## Provided data

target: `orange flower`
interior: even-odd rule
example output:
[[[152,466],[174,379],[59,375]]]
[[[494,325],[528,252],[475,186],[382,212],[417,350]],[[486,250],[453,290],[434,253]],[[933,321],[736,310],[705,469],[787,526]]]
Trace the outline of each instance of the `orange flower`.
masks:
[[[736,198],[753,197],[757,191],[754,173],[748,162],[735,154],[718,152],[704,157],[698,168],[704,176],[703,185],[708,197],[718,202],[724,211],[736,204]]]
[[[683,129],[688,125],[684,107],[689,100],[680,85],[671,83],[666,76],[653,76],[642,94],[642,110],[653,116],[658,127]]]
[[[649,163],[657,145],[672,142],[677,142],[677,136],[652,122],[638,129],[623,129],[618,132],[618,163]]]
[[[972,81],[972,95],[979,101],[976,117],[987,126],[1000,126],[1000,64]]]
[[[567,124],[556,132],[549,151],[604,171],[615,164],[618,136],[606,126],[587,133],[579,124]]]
--
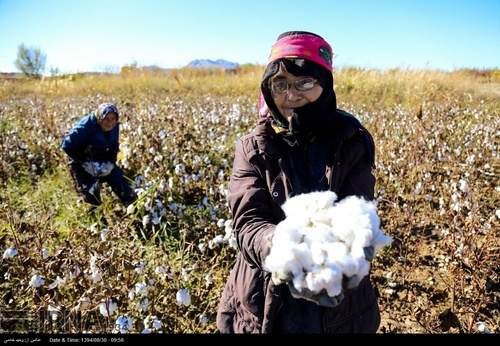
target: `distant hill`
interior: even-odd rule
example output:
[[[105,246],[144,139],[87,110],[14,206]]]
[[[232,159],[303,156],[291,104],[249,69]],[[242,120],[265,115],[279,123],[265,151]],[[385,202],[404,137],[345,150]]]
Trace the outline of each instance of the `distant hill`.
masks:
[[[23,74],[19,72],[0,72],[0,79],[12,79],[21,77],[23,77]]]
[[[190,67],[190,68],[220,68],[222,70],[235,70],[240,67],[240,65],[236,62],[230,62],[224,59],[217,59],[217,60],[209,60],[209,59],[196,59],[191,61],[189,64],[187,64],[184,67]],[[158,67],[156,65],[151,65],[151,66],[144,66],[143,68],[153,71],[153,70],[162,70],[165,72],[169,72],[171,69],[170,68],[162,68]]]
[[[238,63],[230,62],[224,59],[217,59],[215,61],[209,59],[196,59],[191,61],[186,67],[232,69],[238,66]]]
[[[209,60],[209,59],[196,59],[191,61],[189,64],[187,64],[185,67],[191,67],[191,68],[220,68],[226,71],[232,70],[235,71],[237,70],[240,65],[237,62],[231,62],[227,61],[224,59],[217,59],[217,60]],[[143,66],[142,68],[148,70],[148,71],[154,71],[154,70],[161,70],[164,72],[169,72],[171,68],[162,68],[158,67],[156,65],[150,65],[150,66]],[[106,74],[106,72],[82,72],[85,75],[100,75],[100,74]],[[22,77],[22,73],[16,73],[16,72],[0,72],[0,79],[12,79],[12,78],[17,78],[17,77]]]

## Task objective
In the records above, each line with the string "distant" should be copied.

## Answer to the problem
target: `distant hill`
Trace the outline of each instance of the `distant hill`.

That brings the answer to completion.